**WORK INSTRUCTION:**
Please write out all of the entries without altering anything.

Data records:
== Segment start ==

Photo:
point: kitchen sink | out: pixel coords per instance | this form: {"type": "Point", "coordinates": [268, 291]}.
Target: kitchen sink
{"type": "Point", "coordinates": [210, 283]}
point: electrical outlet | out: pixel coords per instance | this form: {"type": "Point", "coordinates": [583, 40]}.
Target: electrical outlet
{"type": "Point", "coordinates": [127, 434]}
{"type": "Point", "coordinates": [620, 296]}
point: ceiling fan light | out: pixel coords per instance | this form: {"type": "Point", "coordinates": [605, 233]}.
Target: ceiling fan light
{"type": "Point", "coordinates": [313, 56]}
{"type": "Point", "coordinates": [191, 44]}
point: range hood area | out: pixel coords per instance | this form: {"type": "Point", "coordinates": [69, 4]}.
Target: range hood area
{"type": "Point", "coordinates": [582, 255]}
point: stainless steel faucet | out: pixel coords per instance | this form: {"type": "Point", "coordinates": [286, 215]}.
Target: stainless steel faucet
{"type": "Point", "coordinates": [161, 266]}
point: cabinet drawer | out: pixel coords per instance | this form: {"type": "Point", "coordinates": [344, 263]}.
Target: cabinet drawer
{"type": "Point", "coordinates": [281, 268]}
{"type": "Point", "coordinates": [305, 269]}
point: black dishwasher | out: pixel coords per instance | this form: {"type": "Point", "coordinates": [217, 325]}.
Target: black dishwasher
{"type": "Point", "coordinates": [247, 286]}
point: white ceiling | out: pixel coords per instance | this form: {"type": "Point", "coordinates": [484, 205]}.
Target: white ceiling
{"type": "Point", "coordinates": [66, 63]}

== Segment end ==

**TASK OUTPUT:**
Photo:
point: kitchen sink | out: pixel coords per instance | this form: {"type": "Point", "coordinates": [268, 291]}.
Target: kitchen sink
{"type": "Point", "coordinates": [210, 283]}
point: electrical outlet | out: pixel coords per instance | this form: {"type": "Point", "coordinates": [583, 40]}.
Target: electrical outlet
{"type": "Point", "coordinates": [127, 434]}
{"type": "Point", "coordinates": [620, 296]}
point: ceiling fan light | out: pixel coords per instance | this form: {"type": "Point", "coordinates": [605, 233]}.
Target: ceiling fan light
{"type": "Point", "coordinates": [313, 56]}
{"type": "Point", "coordinates": [191, 44]}
point: range hood area | out: pixel coords per instance | this form: {"type": "Point", "coordinates": [69, 4]}.
Target: range hood area
{"type": "Point", "coordinates": [582, 255]}
point: stainless steel faucet | out: pixel coords per instance | this form: {"type": "Point", "coordinates": [286, 215]}.
Target: stainless steel faucet
{"type": "Point", "coordinates": [161, 266]}
point: cabinet drawer | out: pixel coords per instance | this form: {"type": "Point", "coordinates": [344, 263]}.
Target: cabinet drawer
{"type": "Point", "coordinates": [281, 268]}
{"type": "Point", "coordinates": [305, 269]}
point: black dishwasher | out: pixel coords per instance | this form: {"type": "Point", "coordinates": [217, 325]}.
Target: black dishwasher
{"type": "Point", "coordinates": [247, 286]}
point: white ceiling | out: pixel coords per instance | this form: {"type": "Point", "coordinates": [484, 205]}.
Target: white ceiling
{"type": "Point", "coordinates": [66, 63]}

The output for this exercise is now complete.